## start PROVIDED MATERIAL
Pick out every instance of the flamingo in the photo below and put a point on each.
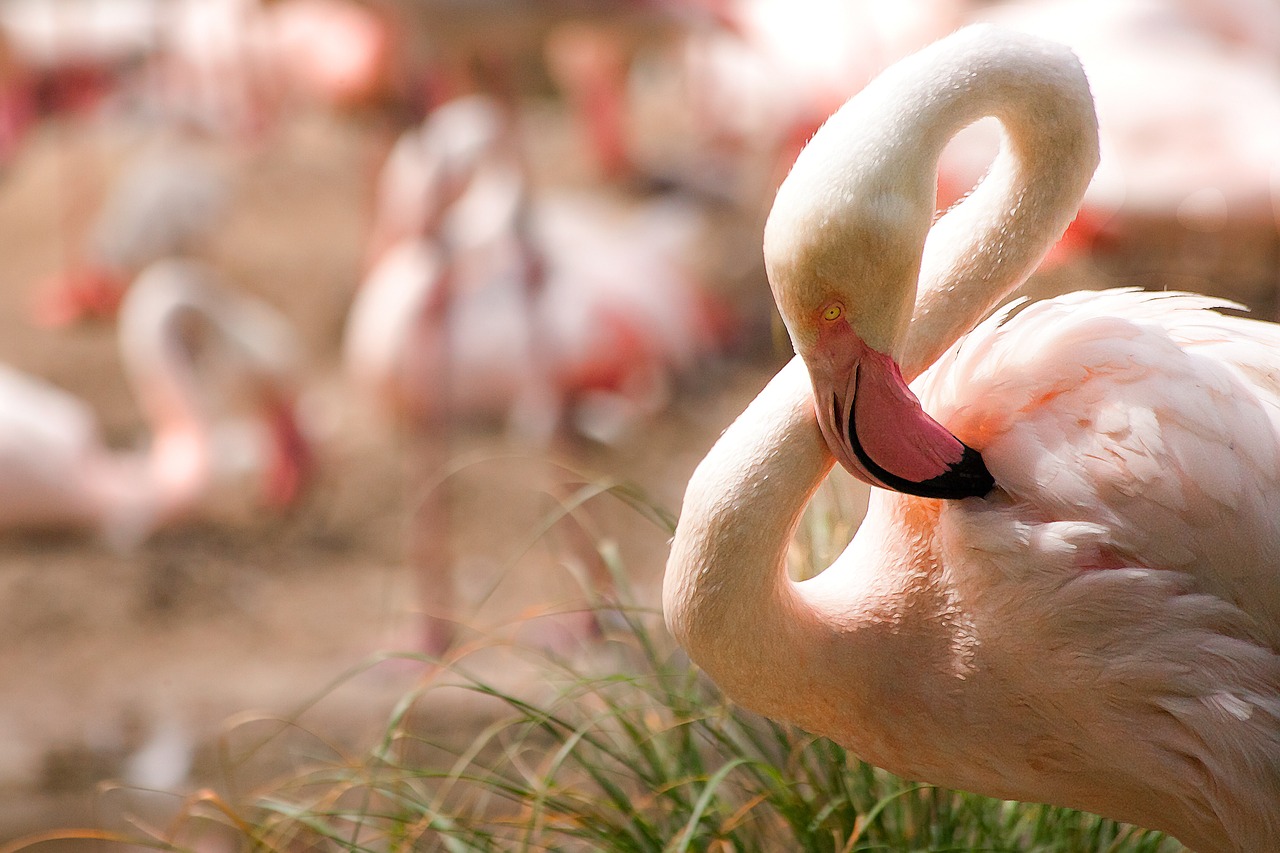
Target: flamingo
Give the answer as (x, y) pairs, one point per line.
(557, 314)
(170, 199)
(1069, 589)
(484, 299)
(58, 473)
## end PROVIDED MATERIAL
Print every line of the records above verbatim, leaving out the pictures.

Pick out every instance of the flamingo in the photo below and put a point on each.
Target: flamingo
Give the answer as (x, y) pairs, one point per line.
(557, 314)
(170, 199)
(1069, 589)
(484, 299)
(58, 473)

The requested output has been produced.